Collection Darkness, censure et cinéma


52 ans après son interdiction totale, le film de Rivette Suzanne Simonin, la religieuse de Diderot devrait être autorisé pour tous publics

Publié par darkness-fanzine.over-blog.com sur 31 Août 2018, 18:38pm

Catégories : #censure, #cinéma, #interdiction, #La Religieuse, #Suzanne Simonin, #Rivette, #tous publics

52 années après avoir été interdit d'exploitation totale en France, interdit d'exportation, ensuite interdit aux mineurs puis aux moins de 16 ans, La Religieuse (Jacques Rivette, 1966) - titre qui est devenu Suzanne Simonin, la religieuse de Diderot pour son exploitation en salles - devrait vraisemblablement ressortir dans une version restaurée 4K le 19 septembre 2018 au cinéma autorisé pour tous publics. Telle est la proposition qui devrait être formulée - on l'espère - par la commission de classification des œuvres cinématographiques à la ministre de la Culture après l'avis du comité de classification du 31 août 2018 adressé à son président.

Retour sur une incroyable histoire

(extrait du troisième volume Politique & Religion publié chez LettMotif)

 

En 1966, Yvon Bourges, secrétaire d’État à l'Information du Général de Gaulle, doit céder aux pressions des autorités catholiques. Le 23 mars 1966, après avoir assisté à la projection du film de Jacques Rivette, La Religieuse – qui deviendra Suzanne Simonin, la religieuse de Diderot – la commission de contrôle des films cinématographiques, représentée par son président Henry de Ségogne, décide d'adresser une lettre à Yvon Bourges : « Se référant aux critères habituels qui inspirent ses décisions, la Commission n'a pas cru devoir proposer l'interdiction totale du film, mais seulement son interdiction aux mineurs de 18 ans.1 »

## LIGNES DE DONNÉES
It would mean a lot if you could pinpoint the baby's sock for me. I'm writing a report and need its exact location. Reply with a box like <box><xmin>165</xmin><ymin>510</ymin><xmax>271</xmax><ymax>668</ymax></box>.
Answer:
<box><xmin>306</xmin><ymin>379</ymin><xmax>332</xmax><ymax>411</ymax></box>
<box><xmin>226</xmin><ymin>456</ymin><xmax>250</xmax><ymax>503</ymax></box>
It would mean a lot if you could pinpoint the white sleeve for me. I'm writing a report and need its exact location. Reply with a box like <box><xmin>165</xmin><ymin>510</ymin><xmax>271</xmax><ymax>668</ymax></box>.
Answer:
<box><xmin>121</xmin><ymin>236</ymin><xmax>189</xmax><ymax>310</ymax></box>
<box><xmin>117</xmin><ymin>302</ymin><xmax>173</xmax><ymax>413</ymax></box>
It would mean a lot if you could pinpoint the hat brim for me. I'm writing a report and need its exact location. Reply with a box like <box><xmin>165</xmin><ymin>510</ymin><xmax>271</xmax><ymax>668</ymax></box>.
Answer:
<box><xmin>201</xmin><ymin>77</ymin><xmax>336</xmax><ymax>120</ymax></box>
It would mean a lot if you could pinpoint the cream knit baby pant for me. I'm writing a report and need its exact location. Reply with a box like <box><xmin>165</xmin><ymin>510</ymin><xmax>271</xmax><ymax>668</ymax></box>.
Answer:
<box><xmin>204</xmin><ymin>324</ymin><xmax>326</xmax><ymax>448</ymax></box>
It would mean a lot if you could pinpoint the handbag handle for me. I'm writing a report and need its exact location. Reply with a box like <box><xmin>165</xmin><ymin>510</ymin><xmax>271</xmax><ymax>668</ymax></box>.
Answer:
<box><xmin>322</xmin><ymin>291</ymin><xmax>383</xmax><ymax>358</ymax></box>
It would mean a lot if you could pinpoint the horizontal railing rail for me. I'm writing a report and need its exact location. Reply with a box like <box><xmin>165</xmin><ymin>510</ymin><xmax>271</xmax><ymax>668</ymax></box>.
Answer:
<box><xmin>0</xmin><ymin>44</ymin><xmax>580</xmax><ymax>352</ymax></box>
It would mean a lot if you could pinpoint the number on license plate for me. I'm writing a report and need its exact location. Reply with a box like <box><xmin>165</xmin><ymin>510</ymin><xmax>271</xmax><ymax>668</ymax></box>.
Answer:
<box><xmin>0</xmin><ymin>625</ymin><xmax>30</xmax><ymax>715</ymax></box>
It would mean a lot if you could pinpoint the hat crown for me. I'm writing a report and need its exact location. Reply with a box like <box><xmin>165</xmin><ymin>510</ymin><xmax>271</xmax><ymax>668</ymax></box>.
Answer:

## CONSIGNE 1
Reproduisez mot pour mot l'extrait sur l'interdiction du film La Religieuse de Rivette.
## CONSIGNE 2
Dans les lignes de données, reprenez celles qui vont de la ligne contenant « It would mean a lot if you could pinpoint the number » jusqu'à la dernière, incluses, en remplaçant « hat crown » par « top of the hat ». Ne changez rien d'autre et ne donnez que ces lignes.
L'extrait et les lignes de données n'ont rien à voir entre eux.

## RÉPONSE 1
Collection Darkness, censure et cinéma


52 ans après son interdiction totale, le film de Rivette Suzanne Simonin, la religieuse de Diderot devrait être autorisé pour tous publics

Publié par darkness-fanzine.over-blog.com sur 31 Août 2018, 18:38pm

Catégories : #censure, #cinéma, #interdiction, #La Religieuse, #Suzanne Simonin, #Rivette, #tous publics

52 années après avoir été interdit d'exploitation totale en France, interdit d'exportation, ensuite interdit aux mineurs puis aux moins de 16 ans, La Religieuse (Jacques Rivette, 1966) - titre qui est devenu Suzanne Simonin, la religieuse de Diderot pour son exploitation en salles - devrait vraisemblablement ressortir dans une version restaurée 4K le 19 septembre 2018 au cinéma autorisé pour tous publics. Telle est la proposition qui devrait être formulée - on l'espère - par la commission de classification des œuvres cinématographiques à la ministre de la Culture après l'avis du comité de classification du 31 août 2018 adressé à son président.

Retour sur une incroyable histoire

(extrait du troisième volume Politique & Religion publié chez LettMotif)

 

En 1966, Yvon Bourges, secrétaire d’État à l'Information du Général de Gaulle, doit céder aux pressions des autorités catholiques. Le 23 mars 1966, après avoir assisté à la projection du film de Jacques Rivette, La Religieuse – qui deviendra Suzanne Simonin, la religieuse de Diderot – la commission de contrôle des films cinématographiques, représentée par son président Henry de Ségogne, décide d'adresser une lettre à Yvon Bourges : « Se référant aux critères habituels qui inspirent ses décisions, la Commission n'a pas cru devoir proposer l'interdiction totale du film, mais seulement son interdiction aux mineurs de 18 ans.1 »

## RÉPONSE 2
It would mean a lot if you could pinpoint the number on license plate for me. I'm writing a report and need its exact location. Reply with a box like <box><xmin>165</xmin><ymin>510</ymin><xmax>271</xmax><ymax>668</ymax></box>.
Answer:
<box><xmin>0</xmin><ymin>625</ymin><xmax>30</xmax><ymax>715</ymax></box>
It would mean a lot if you could pinpoint the top of the hat for me. I'm writing a report and need its exact location. Reply with a box like <box><xmin>165</xmin><ymin>510</ymin><xmax>271</xmax><ymax>668</ymax></box>.
Answer:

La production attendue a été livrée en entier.